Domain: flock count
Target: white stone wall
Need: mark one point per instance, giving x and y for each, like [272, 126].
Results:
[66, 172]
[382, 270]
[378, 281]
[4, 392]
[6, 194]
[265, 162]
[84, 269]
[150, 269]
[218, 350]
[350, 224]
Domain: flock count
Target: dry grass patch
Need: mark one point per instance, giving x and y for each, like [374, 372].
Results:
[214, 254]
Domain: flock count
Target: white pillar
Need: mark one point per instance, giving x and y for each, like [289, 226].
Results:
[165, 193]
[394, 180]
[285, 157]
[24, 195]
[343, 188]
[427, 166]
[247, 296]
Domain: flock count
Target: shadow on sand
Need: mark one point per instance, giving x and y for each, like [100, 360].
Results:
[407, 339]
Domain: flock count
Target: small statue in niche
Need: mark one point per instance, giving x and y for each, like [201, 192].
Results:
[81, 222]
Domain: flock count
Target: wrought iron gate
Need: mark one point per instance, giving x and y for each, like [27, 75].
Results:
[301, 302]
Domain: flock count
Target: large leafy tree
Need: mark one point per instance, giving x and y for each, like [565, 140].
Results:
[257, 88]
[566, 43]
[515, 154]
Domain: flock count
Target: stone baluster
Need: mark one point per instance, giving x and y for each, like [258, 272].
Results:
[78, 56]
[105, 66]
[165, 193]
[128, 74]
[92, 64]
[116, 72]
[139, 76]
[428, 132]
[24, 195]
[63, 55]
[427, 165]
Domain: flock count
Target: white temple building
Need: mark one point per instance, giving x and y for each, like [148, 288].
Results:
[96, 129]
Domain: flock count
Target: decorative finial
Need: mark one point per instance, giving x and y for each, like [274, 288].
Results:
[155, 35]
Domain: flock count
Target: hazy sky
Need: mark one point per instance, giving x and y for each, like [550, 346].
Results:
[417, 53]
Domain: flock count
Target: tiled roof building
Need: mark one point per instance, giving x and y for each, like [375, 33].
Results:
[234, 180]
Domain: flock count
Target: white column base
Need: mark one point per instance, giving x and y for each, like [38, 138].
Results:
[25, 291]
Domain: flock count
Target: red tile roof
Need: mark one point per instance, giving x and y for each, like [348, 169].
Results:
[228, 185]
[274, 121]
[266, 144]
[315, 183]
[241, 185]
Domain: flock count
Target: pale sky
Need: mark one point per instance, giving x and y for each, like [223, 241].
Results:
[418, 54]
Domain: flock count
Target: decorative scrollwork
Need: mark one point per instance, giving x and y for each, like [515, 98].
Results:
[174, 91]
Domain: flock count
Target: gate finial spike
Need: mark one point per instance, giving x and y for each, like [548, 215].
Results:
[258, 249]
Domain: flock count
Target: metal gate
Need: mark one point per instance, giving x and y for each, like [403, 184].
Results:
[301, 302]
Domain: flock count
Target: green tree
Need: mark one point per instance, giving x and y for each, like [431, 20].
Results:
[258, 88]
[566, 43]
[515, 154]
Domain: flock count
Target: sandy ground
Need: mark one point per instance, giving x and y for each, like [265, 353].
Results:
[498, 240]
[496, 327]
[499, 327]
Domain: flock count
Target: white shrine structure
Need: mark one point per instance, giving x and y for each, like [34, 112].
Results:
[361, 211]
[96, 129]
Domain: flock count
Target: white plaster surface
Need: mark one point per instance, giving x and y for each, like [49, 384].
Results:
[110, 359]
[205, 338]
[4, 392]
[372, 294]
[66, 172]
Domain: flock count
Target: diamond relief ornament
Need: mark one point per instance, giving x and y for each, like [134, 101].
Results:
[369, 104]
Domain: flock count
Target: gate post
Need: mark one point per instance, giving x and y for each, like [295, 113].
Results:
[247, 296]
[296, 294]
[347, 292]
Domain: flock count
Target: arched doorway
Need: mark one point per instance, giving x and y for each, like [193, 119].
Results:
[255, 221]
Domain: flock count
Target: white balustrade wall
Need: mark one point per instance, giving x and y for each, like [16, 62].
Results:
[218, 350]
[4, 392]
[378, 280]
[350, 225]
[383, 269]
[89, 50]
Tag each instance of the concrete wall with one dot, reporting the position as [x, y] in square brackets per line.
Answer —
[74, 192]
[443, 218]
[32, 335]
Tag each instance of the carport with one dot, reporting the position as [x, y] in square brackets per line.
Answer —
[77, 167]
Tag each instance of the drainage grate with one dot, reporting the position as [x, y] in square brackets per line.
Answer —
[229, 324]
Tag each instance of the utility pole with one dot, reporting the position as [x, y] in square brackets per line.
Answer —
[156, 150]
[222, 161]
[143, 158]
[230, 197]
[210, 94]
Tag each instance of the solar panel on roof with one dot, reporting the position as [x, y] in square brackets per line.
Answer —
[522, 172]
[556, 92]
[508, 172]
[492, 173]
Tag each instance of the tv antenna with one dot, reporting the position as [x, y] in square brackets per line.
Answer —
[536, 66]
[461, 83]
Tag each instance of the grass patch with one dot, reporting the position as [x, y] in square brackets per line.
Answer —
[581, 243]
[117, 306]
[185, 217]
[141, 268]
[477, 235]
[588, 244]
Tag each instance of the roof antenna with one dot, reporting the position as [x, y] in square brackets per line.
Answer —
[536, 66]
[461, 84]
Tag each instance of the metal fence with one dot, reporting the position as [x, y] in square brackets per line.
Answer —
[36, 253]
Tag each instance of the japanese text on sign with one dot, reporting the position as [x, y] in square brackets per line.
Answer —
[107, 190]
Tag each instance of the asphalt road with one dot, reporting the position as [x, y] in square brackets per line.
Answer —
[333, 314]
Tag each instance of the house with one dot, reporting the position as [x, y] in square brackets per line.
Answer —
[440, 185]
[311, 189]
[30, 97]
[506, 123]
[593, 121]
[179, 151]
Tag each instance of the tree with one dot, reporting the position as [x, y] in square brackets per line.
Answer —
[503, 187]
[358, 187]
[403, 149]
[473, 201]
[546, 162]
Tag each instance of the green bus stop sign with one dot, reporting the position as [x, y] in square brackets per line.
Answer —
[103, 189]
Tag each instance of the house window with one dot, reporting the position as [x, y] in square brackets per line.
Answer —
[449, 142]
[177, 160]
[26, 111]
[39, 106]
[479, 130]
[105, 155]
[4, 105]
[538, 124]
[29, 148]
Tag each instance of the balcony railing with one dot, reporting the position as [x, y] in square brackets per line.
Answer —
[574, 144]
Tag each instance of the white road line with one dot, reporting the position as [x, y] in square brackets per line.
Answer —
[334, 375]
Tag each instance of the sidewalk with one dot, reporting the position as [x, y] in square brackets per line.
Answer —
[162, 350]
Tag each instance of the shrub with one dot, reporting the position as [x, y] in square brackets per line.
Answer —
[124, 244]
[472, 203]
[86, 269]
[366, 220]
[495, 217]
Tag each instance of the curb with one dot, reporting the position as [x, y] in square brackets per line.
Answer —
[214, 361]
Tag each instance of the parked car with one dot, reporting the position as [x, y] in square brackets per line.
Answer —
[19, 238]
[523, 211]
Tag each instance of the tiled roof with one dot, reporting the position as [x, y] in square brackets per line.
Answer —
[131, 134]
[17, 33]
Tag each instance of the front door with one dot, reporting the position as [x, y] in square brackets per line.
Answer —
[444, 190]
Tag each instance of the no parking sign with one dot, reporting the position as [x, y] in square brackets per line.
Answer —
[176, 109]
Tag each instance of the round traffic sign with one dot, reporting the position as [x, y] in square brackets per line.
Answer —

- _Task requirements_:
Rewrite all of the records above as one numbered list, giving each line its own number and leaving out blank lines.

- _Result for this exercise_:
1. Domain: flock count
2. Target: white stone wall
3. Need: mark one point per instance, giving x and y for each, like [272, 126].
4. Results:
5. [66, 172]
6. [382, 270]
7. [378, 281]
8. [4, 392]
9. [6, 194]
10. [265, 162]
11. [84, 269]
12. [150, 269]
13. [218, 350]
14. [350, 224]
15. Domain: flock count
16. Target: dry grass patch
17. Need: mark one point per instance, giving x and y for each, like [374, 372].
18. Results:
19. [214, 254]
20. Domain: flock count
21. Target: white pillar
22. Need: mark one point per instance, giving x and y for each, like [289, 226].
23. Results:
24. [165, 193]
25. [394, 180]
26. [285, 157]
27. [24, 195]
28. [343, 188]
29. [427, 166]
30. [247, 296]
31. Domain: flock count
32. Target: shadow on sand
33. Need: mark one point per instance, giving x and y for each, like [100, 360].
34. Results:
35. [407, 339]
36. Domain: flock count
37. Target: small statue in niche
38. Need: mark one point per instance, giving x and y for each, like [201, 192].
39. Results:
40. [81, 222]
41. Domain: flock count
42. Target: wrought iron gate
43. Need: mark one point per instance, giving x and y for each, like [27, 75].
44. Results:
45. [301, 302]
46. Domain: flock count
47. Target: large leafy tree
48. Need: mark one point per instance, giving x and y for each, like [565, 140].
49. Results:
50. [257, 88]
51. [566, 43]
52. [515, 154]
53. Domain: flock count
54. Target: stone baluster
55. Need: mark one point per instance, giving x and y for each, like [258, 272].
56. Results:
57. [78, 56]
58. [105, 66]
59. [165, 193]
60. [128, 74]
61. [92, 64]
62. [116, 72]
63. [139, 76]
64. [428, 132]
65. [24, 195]
66. [63, 55]
67. [427, 165]
68. Domain: flock count
69. Target: white temple building
70. Need: mark one point per instance, giving x and y for each, like [148, 288].
71. Results:
72. [96, 129]
73. Domain: flock count
74. Target: decorative finial
75. Need: mark one point per instance, giving x and y for each, like [274, 288].
76. Results:
77. [155, 35]
78. Domain: flock count
79. Target: hazy sky
80. Need: mark one point per instance, giving x and y for each, like [550, 346].
81. Results:
82. [417, 53]
83. Domain: flock count
84. Target: tiled roof building
85. Need: mark one point per instance, giving x and y for each, like [375, 33].
86. Results:
87. [234, 180]
88. Domain: flock count
89. Target: white column base
90. Need: mark one point per instance, giving x and y for each, like [38, 138].
91. Results:
92. [25, 291]
93. Domain: flock count
94. Target: red tile roof
95. Need: mark one point per instance, giving x and y for each, like [348, 169].
96. Results:
97. [228, 185]
98. [274, 121]
99. [266, 144]
100. [315, 183]
101. [241, 185]
102. Domain: flock count
103. Target: pale sky
104. Need: mark one point per instance, giving x and y for each, like [223, 241].
105. Results:
106. [418, 54]
107. Domain: flock count
108. Target: decorative scrollwork
109. Need: mark one point per instance, giving x and y for each, like [515, 98].
110. Results:
111. [174, 91]
112. Domain: flock count
113. Target: gate finial spike
114. Need: mark one point per instance, giving x and y for each, like [548, 215].
115. Results:
116. [258, 249]
117. Domain: flock count
118. Target: metal gate
119. Need: mark one point per instance, giving x and y for each, like [403, 184].
120. Results:
121. [301, 302]
122. Domain: flock count
123. Target: green tree
124. Need: mark one point per instance, giving x and y for each, like [431, 20].
125. Results:
126. [258, 88]
127. [566, 43]
128. [515, 154]
129. Domain: flock count
130. Target: sandy ground
131. Need: mark one point per instance, giving x and y for each, like [265, 353].
132. Results:
133. [498, 240]
134. [496, 327]
135. [499, 327]
136. Domain: flock count
137. Target: white shrine structure
138. Need: mark one point per instance, giving x and y for each, like [34, 112].
139. Results:
140. [361, 211]
141. [96, 129]
142. Domain: flock count
143. Target: white plaster surface
144. Need: mark one point per instance, giving x and y for each, like [49, 384].
145. Results:
146. [110, 359]
147. [205, 338]
148. [4, 392]
149. [372, 294]
150. [66, 172]
151. Domain: flock count
152. Target: diamond relief ornament
153. Need: mark one point per instance, giving x and y for each, like [134, 101].
154. Results:
155. [369, 104]
156. Domain: flock count
157. Target: gate post
158. Need: mark one point per instance, giving x and y for each, like [295, 113].
159. Results:
160. [247, 296]
161. [296, 294]
162. [347, 292]
163. Domain: flock count
164. Target: arched doorway
165. Need: mark one point per instance, giving x and y for each, like [193, 119].
166. Results:
167. [255, 221]
168. Domain: flock count
169. Target: white balustrade wall
170. Need: mark one point per instance, giving x and y for each, like [16, 62].
171. Results:
172. [218, 350]
173. [4, 392]
174. [378, 280]
175. [350, 225]
176. [383, 269]
177. [89, 50]
178. Tag each instance of the concrete wall with one dot, reporting the position as [x, y] in square brackets per line.
179. Answer —
180. [74, 192]
181. [443, 218]
182. [32, 335]
183. Tag each instance of the carport with one dot, reporting the position as [x, y] in square brackets per line.
184. Answer —
185. [77, 167]
186. Tag each instance of the drainage grate with one dot, reporting the position as [x, y] in square brackets per line.
187. Answer —
188. [229, 324]
189. Tag each instance of the utility pole with one dot, reporting the position as [x, y] in square brackets per line.
190. Answer —
191. [156, 150]
192. [222, 161]
193. [143, 158]
194. [230, 197]
195. [210, 94]
196. Tag each instance of the solar panel on roof with one dot, reporting the position as [x, y] in square brackets per line.
197. Answer —
198. [522, 172]
199. [556, 92]
200. [508, 172]
201. [492, 173]
202. Tag each instance of the tv antenna with one dot, reporting the position as [x, y] in square brackets per line.
203. Answer —
204. [536, 66]
205. [461, 83]
206. Tag each instance of the grass patch with one dot, reporting the position as [x, y] in square brackets per line.
207. Answer —
208. [581, 243]
209. [117, 306]
210. [185, 217]
211. [141, 268]
212. [477, 235]
213. [588, 244]
214. Tag each instance of the roof antenna with one dot, reporting the position as [x, y] in square brackets per line.
215. Answer —
216. [536, 66]
217. [461, 84]
218. Tag each instance of the metal fence with one dot, reporting the position as [x, y] in square brackets per line.
219. Answer —
220. [36, 253]
221. Tag each instance of the japanese text on sign with one dot, reporting the position as [x, y] in square brackets per line.
222. Answer —
223. [107, 190]
224. Tag each instance of the asphalt road with one dot, reporting the position as [x, y] in square brackets per line.
225. Answer —
226. [333, 314]
227. Tag each instance of the house with one dot, reporting the position as [x, y] in square brackets per line.
228. Answer —
229. [440, 185]
230. [311, 189]
231. [30, 97]
232. [506, 123]
233. [593, 121]
234. [179, 151]
235. Tag each instance of the tree with one dot, reporting the position as [x, y] in square brackets per line.
236. Answer —
237. [503, 187]
238. [358, 187]
239. [403, 149]
240. [473, 201]
241. [546, 162]
242. Tag each instance of the green bus stop sign with one dot, reporting the position as [x, y] in square brackets per line.
243. Answer —
244. [103, 189]
245. Tag each instance of the house window with one dot, reporting the position as [x, y] in square brackets per line.
246. Answer —
247. [449, 142]
248. [177, 160]
249. [26, 111]
250. [39, 106]
251. [479, 130]
252. [105, 155]
253. [4, 105]
254. [538, 124]
255. [29, 148]
256. Tag each instance of the balcony railing with one dot, reporting the position as [x, y] in square brackets per line.
257. Answer —
258. [574, 144]
259. Tag each instance of the white road line with one dot, reporting the position as [x, y] in square brackets per line.
260. Answer —
261. [334, 375]
262. Tag each instance of the sidewalk with one dot, reporting the position as [x, y] in square brackets per line.
263. Answer —
264. [162, 350]
265. Tag each instance of the shrub with one dot, reporting the position as [x, y] in square brackets per line.
266. Answer —
267. [124, 244]
268. [472, 203]
269. [86, 269]
270. [366, 220]
271. [495, 217]
272. Tag each instance of the curb with one dot, reporting the position as [x, y] in square brackets per line.
273. Answer —
274. [214, 361]
275. Tag each instance of the parked car with one dot, reporting the position as [x, y] in square brackets per line.
276. Answer —
277. [19, 238]
278. [523, 211]
279. Tag each instance of the tiled roof with one dot, reporting the position as [x, y] in square brackets per line.
280. Answer —
281. [131, 134]
282. [17, 33]
283. Tag each instance of the front door with one dot, reporting the position as [x, y] in square brackets per line.
284. Answer —
285. [444, 190]
286. Tag each instance of the no parking sign with one dot, reporting the position as [x, y] in square brackets per line.
287. Answer —
288. [176, 109]
289. Tag each instance of the round traffic sign with one dot, reporting the position as [x, y] in square brackets per line.
290. Answer —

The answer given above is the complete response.